* [PROBLEM DETAILS]: Update the material below by changing every "innermost point" to "central point", keeping all other wording the same.

Items from a data source:
⁂
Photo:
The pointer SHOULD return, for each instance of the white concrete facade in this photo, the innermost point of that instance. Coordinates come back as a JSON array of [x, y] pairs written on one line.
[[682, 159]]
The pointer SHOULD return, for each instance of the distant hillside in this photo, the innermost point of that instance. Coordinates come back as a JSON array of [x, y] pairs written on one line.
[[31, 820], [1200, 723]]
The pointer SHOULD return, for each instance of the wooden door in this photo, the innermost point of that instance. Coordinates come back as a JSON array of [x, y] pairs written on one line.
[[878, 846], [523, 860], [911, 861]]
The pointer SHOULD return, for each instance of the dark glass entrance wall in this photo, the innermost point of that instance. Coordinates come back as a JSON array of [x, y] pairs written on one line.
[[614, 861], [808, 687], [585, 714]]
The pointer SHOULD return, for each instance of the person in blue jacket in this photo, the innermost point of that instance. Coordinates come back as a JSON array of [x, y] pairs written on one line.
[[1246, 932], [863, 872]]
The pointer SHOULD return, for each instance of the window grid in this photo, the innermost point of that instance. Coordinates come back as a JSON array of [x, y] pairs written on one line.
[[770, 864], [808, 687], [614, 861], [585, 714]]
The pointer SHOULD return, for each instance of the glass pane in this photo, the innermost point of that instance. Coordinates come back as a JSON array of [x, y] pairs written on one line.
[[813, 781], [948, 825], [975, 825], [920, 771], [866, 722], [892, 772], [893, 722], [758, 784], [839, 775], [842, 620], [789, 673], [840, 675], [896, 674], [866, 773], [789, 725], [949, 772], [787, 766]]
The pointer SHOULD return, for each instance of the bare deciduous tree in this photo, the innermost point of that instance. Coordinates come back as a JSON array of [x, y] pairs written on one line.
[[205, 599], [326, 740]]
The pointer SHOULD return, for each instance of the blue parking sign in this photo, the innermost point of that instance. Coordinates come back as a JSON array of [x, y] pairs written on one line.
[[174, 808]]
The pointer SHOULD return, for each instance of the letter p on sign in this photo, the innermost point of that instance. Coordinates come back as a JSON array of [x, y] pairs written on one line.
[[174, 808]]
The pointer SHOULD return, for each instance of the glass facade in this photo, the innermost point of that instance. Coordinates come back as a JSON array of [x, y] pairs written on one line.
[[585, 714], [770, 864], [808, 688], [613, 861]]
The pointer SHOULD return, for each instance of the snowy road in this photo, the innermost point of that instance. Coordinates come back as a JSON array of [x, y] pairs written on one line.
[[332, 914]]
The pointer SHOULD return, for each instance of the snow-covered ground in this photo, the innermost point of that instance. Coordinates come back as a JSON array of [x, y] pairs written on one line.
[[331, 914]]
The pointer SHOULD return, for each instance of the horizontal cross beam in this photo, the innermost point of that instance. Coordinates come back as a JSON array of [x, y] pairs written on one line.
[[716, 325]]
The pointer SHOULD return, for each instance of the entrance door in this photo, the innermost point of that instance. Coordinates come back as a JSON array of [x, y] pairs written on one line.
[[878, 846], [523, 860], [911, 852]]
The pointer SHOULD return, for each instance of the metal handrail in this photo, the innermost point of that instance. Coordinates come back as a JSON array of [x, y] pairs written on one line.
⁂
* [OUTPUT BELOW]:
Photo:
The pointer SHOULD return, for each instance of the white concrete facade in this photo, the central point of that instance. Coordinates come back as a JSON array of [x, y] pairs written on one line.
[[682, 159]]
The pointer SHOULD return, for each instance of the distant hillside in this photo, the central point of that instance. Coordinates come back as a JSON array of [x, y] pairs written on one line.
[[31, 820], [1200, 723]]
The pointer SHOULD return, for each instance of the wooden door in this photo, the central point of that instance. Coordinates come back as a JSON array of [x, y] pairs written on one line.
[[878, 846], [523, 860], [911, 861]]
The pointer SHOULD return, for each instance of the dark glass entrance wall in this photo, the central point of that instance. Coordinates come back as a JSON array of [x, y] pairs written on one line.
[[614, 861], [808, 687], [585, 714]]
The pointer SHOULD return, for each instance of the person in blue jacket in this photo, the central point of that instance. Coordinates come back as a JSON array of [x, y] pairs written on one line.
[[1246, 932], [863, 872]]
The pointer SHOULD return, for each instance of the window grid in this photo, the central point of that instance. Coordinates come back as a JSON array of [x, y] pairs written on one line.
[[770, 864], [808, 687], [614, 861], [585, 714]]
The pointer SHOULD return, for each instance of the glass pane in this photo, the central point of that instance. Coordinates come back as a JSON array of [x, y] pairs written on one line.
[[813, 781], [948, 825], [975, 825], [920, 771], [866, 722], [892, 772], [893, 722], [758, 784], [839, 775], [842, 620], [789, 673], [840, 675], [896, 674], [866, 773], [789, 725], [949, 772], [787, 766]]
The pointer SHOULD return, for each instance of the bare deciduous tree in this photo, the central point of that instance. Coordinates come back as a JSON array of [x, y] pairs written on one line.
[[205, 599], [326, 740]]
The pointer SHOULD return, for each instance of the blue parking sign in this photo, the central point of that instance. Coordinates come back as a JSON array of [x, y] pairs written on one line.
[[174, 808]]
The pointer SHOULD return, for each instance of the letter p on sign in this photo, the central point of that instance. Coordinates come back as a JSON array of [x, y] pairs written on one line.
[[174, 808]]
The pointer SHOULD return, for each instance of the glass facade in this photo, the central point of that instance. Coordinates come back as a JSON array of [x, y] pairs written on one line.
[[585, 714], [770, 864], [808, 688], [613, 861]]
The pointer SHOULD return, for each instance of the snowy road in this photo, the central point of that instance. Coordinates come back as a JSON array of [x, y] pairs written on one line.
[[332, 914]]
The pointer SHOULD return, for each instance of the snow-covered ground in this photo, the central point of that instance. Coordinates come back as a JSON array of [x, y] pairs written on one line.
[[331, 914]]
The pointer SHOULD return, for each instance of the horizontal cross beam in this photo, the central point of that instance. Coordinates come back as a JSON array of [x, y] pairs written on one line.
[[716, 325]]
The pointer SHOULD return, for each instance of the entrance door in this photo, the central point of that instance. Coordinates come back as a JSON array of [x, y] pairs written on one line.
[[878, 846], [523, 860], [911, 852]]
The pointer SHOULD return, for each instance of the metal handrail in this photo, the central point of that instance. Coordinates come back as a JSON array of [x, y] pairs written on one line.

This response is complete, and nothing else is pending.